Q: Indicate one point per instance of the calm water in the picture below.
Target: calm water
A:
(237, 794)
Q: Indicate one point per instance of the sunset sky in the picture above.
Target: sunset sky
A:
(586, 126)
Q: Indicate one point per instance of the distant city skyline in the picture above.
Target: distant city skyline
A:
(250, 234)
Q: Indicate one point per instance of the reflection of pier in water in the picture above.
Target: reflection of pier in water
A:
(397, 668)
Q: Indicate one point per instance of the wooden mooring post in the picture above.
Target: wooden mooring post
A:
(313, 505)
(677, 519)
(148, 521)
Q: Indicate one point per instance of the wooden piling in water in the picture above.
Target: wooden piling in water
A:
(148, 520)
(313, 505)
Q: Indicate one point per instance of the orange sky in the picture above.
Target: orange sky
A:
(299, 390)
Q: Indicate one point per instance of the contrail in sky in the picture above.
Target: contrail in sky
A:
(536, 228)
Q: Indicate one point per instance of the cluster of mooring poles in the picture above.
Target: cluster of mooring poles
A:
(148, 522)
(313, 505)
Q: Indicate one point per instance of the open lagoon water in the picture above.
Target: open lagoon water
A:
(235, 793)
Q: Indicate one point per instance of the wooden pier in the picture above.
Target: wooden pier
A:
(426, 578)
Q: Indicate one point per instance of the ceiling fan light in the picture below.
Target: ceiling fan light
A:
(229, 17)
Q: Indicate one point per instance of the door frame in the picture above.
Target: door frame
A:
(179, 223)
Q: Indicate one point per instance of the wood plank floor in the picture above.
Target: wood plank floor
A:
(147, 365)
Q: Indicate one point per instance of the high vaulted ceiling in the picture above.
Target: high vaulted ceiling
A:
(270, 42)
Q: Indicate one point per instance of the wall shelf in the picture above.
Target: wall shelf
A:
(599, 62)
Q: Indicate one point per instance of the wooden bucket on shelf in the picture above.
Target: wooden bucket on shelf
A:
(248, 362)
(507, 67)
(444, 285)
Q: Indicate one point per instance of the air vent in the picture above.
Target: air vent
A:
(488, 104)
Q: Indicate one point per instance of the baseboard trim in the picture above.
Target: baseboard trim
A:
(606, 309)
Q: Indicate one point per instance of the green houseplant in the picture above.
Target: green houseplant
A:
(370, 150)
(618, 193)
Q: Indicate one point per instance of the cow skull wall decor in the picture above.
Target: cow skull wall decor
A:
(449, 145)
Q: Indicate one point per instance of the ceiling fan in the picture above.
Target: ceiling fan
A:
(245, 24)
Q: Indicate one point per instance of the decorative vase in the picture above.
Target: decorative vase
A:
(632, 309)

◇ ◇ ◇ ◇

● EXERCISE INSTRUCTIONS
Could you find each line in the entries that contains the string "wooden" and copy it?

● TASK RESULT
Q: Indicate one point per instance of the wooden mooring post in the picture above.
Target: wooden mooring post
Q: Indicate one point per instance of the wooden piling in water in the picture above.
Target: wooden piling in water
Q: Indicate one point per instance of the wooden pier in the picture above.
Target: wooden pier
Q: Indicate one point per instance of the wooden bucket on shelf in the picture above.
Target: wooden bucket on shelf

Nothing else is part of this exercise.